• [TEXT BLOCK]
▶
LeMieux has lived in Bremerton for 11 years. He had built a business publishing directories for colleges, doctors and other groups.
“That was a very profitable business because everybody wanted their books in their particular field,” LeMieux said.
But when the economy took a hit, his clients’ companies began failing. In addition, many of his customers turned to Internet listings.
“I tried to hang on, but slowly and surely, the business would fail, and so would I,” he said. “I ended up being evicted from my home with only my little dog, Willow, and the clothes that I could put in the back of my van.”
LeMieux said that on Christmas Day of 2002, he walked onto the Narrows Bridge with a plan to commit suicide. He had left Willow in the van, along with some food and water and a note asking that somebody take good care of her.
LeMieux said even with the noise from cars and trucks rushing past him on the bridge, he could hear Willow’s nonstop barking.
“In my mind, and in my heart, I could hear that dog calling me back, saying, ‘Come back, come back,’” he said. “I pushed myself off that rail, and ran back to my car.”
LeMieux typed his memoir mostly at picnic tables on an old, mechanical typewriter.
He said the book’s message is that “anybody can become homeless” and that people shouldn’t be afraid to ask for help when they need it.
These days, thanks to the support of many people, LeMieux lives in an apartment. Willow died about two years ago; four homeless shelters have been named in her honor.
LeMieux said he’s working on a second book and is thrilled that “Breakfast at Sally’s” has become required reading in some schools and university programs.
He has shared his story at schools, with church groups and with advocates for the homeless all over the country.
LeMieux said he wants his book to create change, encourage people to reach out to others and end homelessness.
“We can’t just look the other way,” he said. “We can’t just say, ‘Well, someone else is going to take care of them.’ Everybody has to become involved as best as possible.”
◀
• [GIVEN TASK A]
In the article about LeMieux, rewrite the stretch from "LeMieux said even" through "old, mechanical typewriter.", swapping "picnic tables" for "park benches".
• [GIVEN TASK B]
Answer these questions using the article about LeMieux:
(i) How many years has LeMieux lived in Bremerton?
(ii) What was the name of his dog?
(iii) How many homeless shelters have been named in the dog's honor?
• [GIVEN TASK C]
Translate this sentence from the article about LeMieux into Spanish: "LeMieux typed his memoir mostly at picnic tables on an old, mechanical typewriter."

• [RECORDED DATA]
▶
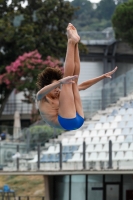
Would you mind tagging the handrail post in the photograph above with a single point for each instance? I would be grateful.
(60, 155)
(125, 87)
(110, 154)
(84, 163)
(17, 158)
(38, 153)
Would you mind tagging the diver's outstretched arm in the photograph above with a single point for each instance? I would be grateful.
(89, 83)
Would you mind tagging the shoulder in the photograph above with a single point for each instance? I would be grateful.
(40, 97)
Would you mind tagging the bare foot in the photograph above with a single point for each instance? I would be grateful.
(72, 33)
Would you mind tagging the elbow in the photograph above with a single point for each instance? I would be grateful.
(38, 96)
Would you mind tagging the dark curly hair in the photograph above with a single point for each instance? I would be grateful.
(47, 76)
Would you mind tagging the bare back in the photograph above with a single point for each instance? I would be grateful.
(48, 108)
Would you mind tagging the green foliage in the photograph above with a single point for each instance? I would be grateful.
(122, 21)
(41, 133)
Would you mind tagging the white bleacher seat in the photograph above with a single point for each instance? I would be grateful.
(98, 147)
(110, 118)
(90, 126)
(124, 147)
(125, 131)
(93, 133)
(34, 160)
(118, 118)
(98, 126)
(76, 158)
(57, 149)
(113, 125)
(131, 147)
(131, 117)
(115, 147)
(104, 139)
(88, 140)
(90, 148)
(51, 149)
(129, 138)
(78, 134)
(128, 155)
(117, 131)
(130, 111)
(102, 156)
(120, 138)
(121, 124)
(106, 147)
(122, 111)
(109, 132)
(126, 117)
(86, 133)
(65, 141)
(80, 149)
(131, 132)
(95, 140)
(79, 141)
(129, 124)
(72, 141)
(103, 119)
(106, 125)
(92, 157)
(101, 133)
(112, 138)
(119, 156)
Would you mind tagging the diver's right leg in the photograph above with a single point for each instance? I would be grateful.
(67, 107)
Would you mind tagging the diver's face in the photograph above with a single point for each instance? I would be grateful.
(55, 92)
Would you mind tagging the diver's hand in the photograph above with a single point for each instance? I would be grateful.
(108, 75)
(68, 79)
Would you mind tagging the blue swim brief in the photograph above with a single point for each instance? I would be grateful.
(71, 124)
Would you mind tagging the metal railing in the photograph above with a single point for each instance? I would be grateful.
(7, 197)
(98, 37)
(18, 159)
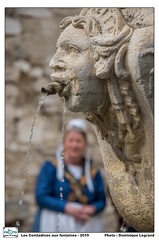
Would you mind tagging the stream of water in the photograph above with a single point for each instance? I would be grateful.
(24, 181)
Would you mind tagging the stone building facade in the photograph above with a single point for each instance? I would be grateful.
(30, 38)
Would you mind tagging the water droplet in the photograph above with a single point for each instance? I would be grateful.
(22, 193)
(61, 194)
(17, 223)
(24, 181)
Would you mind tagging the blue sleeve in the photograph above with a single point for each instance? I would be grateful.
(44, 189)
(100, 195)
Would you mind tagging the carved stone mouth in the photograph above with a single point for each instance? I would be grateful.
(63, 89)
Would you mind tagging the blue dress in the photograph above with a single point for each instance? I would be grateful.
(47, 191)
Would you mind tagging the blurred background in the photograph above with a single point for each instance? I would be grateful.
(30, 43)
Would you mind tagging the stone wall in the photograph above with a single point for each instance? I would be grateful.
(31, 35)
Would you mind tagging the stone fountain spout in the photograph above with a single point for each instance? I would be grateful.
(104, 68)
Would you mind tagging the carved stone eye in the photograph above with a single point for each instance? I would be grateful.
(74, 49)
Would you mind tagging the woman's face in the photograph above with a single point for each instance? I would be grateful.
(75, 145)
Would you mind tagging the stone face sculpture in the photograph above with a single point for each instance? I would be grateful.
(103, 67)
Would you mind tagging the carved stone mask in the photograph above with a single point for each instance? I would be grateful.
(74, 74)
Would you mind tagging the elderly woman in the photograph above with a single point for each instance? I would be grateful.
(69, 191)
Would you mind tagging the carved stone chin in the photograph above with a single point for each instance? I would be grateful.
(104, 68)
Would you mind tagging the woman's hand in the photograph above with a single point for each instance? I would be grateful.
(80, 212)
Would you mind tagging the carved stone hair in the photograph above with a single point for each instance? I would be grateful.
(109, 36)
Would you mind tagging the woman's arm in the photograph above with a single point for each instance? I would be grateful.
(46, 181)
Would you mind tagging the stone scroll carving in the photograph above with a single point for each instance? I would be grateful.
(103, 67)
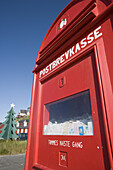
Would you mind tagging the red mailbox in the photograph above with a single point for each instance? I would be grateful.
(71, 121)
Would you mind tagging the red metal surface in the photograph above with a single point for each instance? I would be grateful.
(89, 68)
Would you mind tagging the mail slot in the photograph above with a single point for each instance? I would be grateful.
(71, 119)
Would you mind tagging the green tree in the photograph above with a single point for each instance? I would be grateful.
(9, 128)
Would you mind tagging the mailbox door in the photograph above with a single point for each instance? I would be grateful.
(72, 129)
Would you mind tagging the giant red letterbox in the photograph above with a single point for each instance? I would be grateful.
(71, 121)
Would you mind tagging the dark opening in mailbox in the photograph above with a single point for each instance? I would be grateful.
(71, 119)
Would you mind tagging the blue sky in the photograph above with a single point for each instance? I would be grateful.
(23, 25)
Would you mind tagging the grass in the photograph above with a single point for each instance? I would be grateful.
(12, 147)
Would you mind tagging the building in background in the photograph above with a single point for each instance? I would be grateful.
(22, 129)
(23, 113)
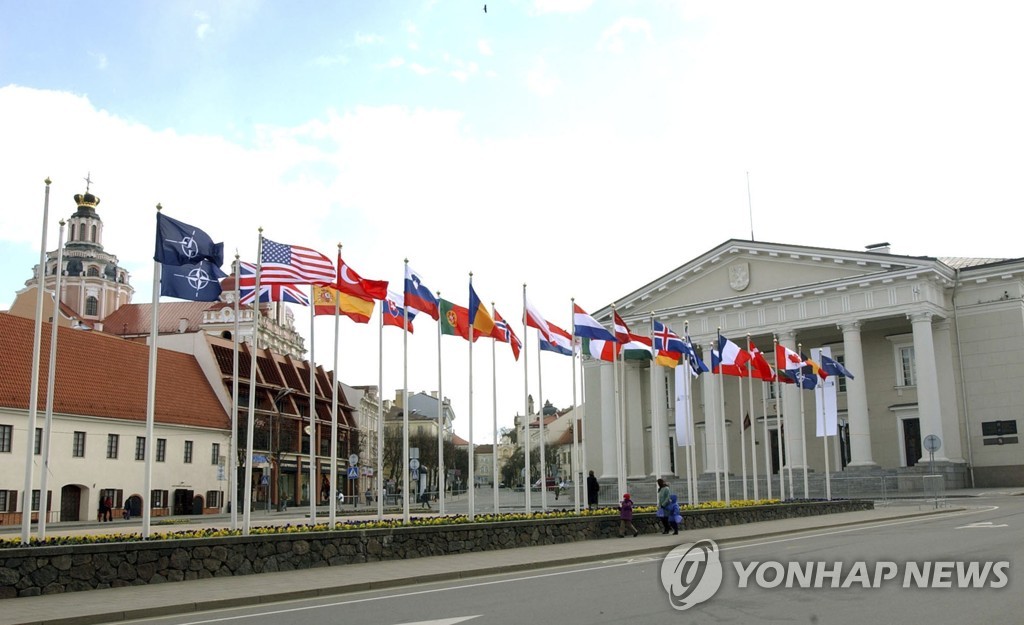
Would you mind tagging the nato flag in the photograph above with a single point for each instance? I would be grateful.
(200, 282)
(180, 244)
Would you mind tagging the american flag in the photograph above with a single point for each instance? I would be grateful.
(295, 264)
(267, 292)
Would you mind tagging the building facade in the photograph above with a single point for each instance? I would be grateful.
(936, 346)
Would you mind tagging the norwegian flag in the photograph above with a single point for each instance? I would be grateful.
(267, 292)
(503, 332)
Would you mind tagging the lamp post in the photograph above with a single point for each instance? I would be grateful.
(275, 449)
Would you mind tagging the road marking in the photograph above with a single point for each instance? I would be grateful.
(982, 525)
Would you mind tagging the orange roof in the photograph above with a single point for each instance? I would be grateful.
(104, 376)
(134, 319)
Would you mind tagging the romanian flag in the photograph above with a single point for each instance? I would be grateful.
(355, 308)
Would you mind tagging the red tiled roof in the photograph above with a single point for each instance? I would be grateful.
(134, 320)
(104, 376)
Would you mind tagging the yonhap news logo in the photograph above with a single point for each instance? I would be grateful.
(692, 573)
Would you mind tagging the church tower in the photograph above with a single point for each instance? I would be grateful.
(93, 285)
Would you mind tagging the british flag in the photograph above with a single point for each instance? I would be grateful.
(267, 292)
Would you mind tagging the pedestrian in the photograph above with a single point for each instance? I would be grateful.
(664, 500)
(674, 514)
(592, 490)
(626, 516)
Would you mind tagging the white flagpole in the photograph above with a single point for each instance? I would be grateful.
(332, 501)
(765, 434)
(494, 418)
(30, 431)
(380, 413)
(440, 424)
(404, 412)
(655, 412)
(232, 447)
(579, 469)
(151, 402)
(250, 424)
(754, 442)
(574, 463)
(48, 423)
(803, 425)
(472, 449)
(742, 441)
(313, 489)
(540, 428)
(525, 400)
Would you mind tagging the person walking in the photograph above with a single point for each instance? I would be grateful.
(593, 488)
(674, 514)
(664, 500)
(626, 516)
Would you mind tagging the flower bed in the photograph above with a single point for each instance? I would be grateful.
(73, 564)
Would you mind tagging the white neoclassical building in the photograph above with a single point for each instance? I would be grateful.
(936, 346)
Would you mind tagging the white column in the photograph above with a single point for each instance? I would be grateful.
(609, 433)
(951, 443)
(929, 407)
(795, 425)
(856, 398)
(634, 420)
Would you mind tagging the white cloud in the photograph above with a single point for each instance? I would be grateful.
(561, 6)
(613, 39)
(540, 80)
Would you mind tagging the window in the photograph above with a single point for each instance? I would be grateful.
(159, 499)
(6, 433)
(78, 445)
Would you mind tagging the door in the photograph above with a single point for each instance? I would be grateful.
(71, 502)
(911, 441)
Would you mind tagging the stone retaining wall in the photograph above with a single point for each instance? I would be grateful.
(34, 571)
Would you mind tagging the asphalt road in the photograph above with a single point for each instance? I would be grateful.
(891, 555)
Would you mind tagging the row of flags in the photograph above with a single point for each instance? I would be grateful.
(192, 271)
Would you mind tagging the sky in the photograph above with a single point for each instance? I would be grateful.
(583, 148)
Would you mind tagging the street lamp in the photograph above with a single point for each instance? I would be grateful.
(275, 449)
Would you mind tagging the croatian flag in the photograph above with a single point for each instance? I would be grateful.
(418, 296)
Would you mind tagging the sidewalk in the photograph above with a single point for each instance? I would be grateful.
(181, 597)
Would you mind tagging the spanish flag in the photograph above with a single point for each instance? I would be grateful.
(353, 307)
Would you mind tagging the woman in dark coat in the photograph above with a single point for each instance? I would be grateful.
(592, 489)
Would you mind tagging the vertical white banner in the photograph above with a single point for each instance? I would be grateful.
(824, 400)
(683, 405)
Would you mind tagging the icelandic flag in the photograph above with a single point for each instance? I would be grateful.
(180, 244)
(418, 296)
(393, 313)
(200, 282)
(561, 341)
(586, 326)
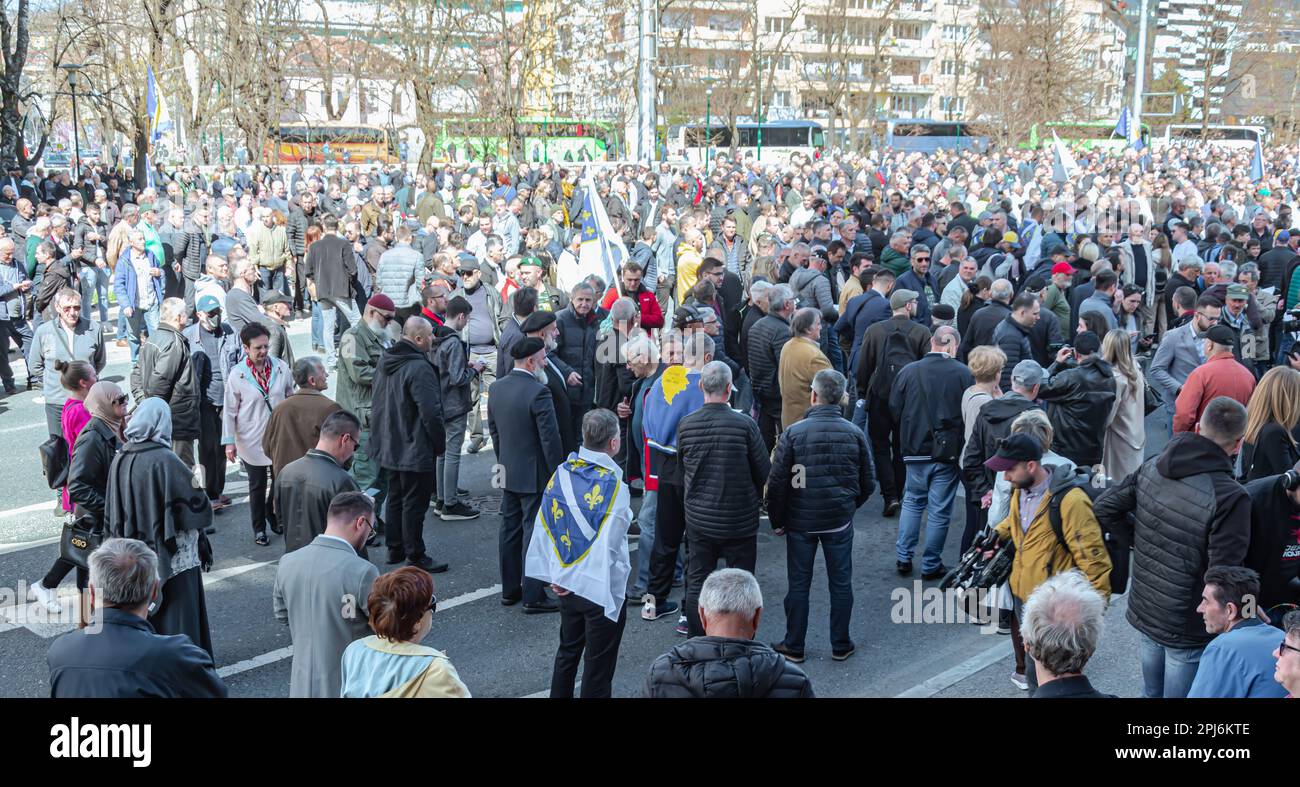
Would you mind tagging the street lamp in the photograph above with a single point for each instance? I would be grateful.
(709, 126)
(73, 69)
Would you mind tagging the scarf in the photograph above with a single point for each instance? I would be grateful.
(151, 423)
(99, 403)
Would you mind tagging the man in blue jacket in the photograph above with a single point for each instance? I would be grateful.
(1239, 661)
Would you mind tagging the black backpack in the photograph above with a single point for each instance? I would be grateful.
(896, 354)
(1117, 544)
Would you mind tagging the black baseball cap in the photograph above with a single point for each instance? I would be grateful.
(1013, 450)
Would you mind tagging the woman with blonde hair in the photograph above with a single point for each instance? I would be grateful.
(1122, 446)
(1272, 418)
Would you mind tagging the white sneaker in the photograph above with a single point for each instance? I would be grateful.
(46, 596)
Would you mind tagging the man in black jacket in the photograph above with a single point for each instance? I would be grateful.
(165, 370)
(724, 465)
(815, 504)
(991, 426)
(406, 437)
(521, 413)
(986, 320)
(1080, 397)
(926, 402)
(1186, 514)
(727, 662)
(124, 657)
(766, 340)
(330, 267)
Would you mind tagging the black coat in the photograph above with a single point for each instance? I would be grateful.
(406, 419)
(715, 666)
(87, 472)
(332, 264)
(1079, 401)
(1187, 515)
(1274, 541)
(165, 368)
(521, 413)
(836, 467)
(126, 660)
(576, 347)
(992, 424)
(724, 463)
(984, 321)
(766, 340)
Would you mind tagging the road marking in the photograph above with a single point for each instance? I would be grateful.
(986, 658)
(282, 653)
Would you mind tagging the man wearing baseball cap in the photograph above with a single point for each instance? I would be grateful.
(1039, 553)
(1220, 376)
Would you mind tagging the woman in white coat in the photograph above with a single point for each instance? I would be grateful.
(1122, 452)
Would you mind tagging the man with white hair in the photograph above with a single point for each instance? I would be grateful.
(122, 656)
(727, 662)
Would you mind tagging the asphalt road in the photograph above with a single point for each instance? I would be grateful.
(498, 651)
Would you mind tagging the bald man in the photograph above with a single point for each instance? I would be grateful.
(406, 439)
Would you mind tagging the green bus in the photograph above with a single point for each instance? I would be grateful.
(1084, 135)
(558, 139)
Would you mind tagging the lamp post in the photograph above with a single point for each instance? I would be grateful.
(709, 126)
(73, 69)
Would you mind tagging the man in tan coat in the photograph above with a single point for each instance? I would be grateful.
(295, 424)
(801, 360)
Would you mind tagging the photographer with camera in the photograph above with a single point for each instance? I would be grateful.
(1039, 552)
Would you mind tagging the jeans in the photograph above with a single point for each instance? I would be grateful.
(148, 319)
(645, 545)
(479, 389)
(329, 315)
(931, 488)
(449, 462)
(800, 557)
(1168, 671)
(586, 635)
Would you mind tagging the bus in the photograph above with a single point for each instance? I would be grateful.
(1087, 135)
(1238, 137)
(928, 135)
(332, 143)
(559, 139)
(779, 138)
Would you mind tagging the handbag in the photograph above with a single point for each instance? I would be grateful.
(77, 541)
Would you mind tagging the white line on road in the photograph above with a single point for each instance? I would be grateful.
(931, 687)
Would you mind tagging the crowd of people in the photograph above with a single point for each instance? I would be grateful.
(783, 340)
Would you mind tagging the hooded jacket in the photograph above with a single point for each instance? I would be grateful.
(406, 422)
(1188, 514)
(714, 666)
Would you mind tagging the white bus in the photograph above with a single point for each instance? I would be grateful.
(771, 141)
(1239, 137)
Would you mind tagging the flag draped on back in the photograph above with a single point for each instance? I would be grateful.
(602, 250)
(1064, 167)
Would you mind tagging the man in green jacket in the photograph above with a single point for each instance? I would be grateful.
(358, 358)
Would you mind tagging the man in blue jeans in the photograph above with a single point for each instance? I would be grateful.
(926, 401)
(822, 474)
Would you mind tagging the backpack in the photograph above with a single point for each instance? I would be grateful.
(1117, 544)
(897, 354)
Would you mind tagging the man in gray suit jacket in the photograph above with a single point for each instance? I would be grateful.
(321, 592)
(1181, 350)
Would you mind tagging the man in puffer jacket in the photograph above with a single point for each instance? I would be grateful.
(724, 463)
(727, 662)
(815, 505)
(1187, 515)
◀
• [FINAL RESULT A]
LeMieux said even with the noise from cars and trucks rushing past him on the bridge, he could hear Willow’s nonstop barking.
“In my mind, and in my heart, I could hear that dog calling me back, saying, ‘Come back, come back,’” he said. “I pushed myself off that rail, and ran back to my car.”
LeMieux typed his memoir mostly at park benches on an old, mechanical typewriter.

• [FINAL RESULT B]
(i) 11 years
(ii) Willow
(iii) Four

• [FINAL RESULT C]
LeMieux mecanografió sus memorias principalmente en mesas de picnic, en una vieja máquina de escribir mecánica.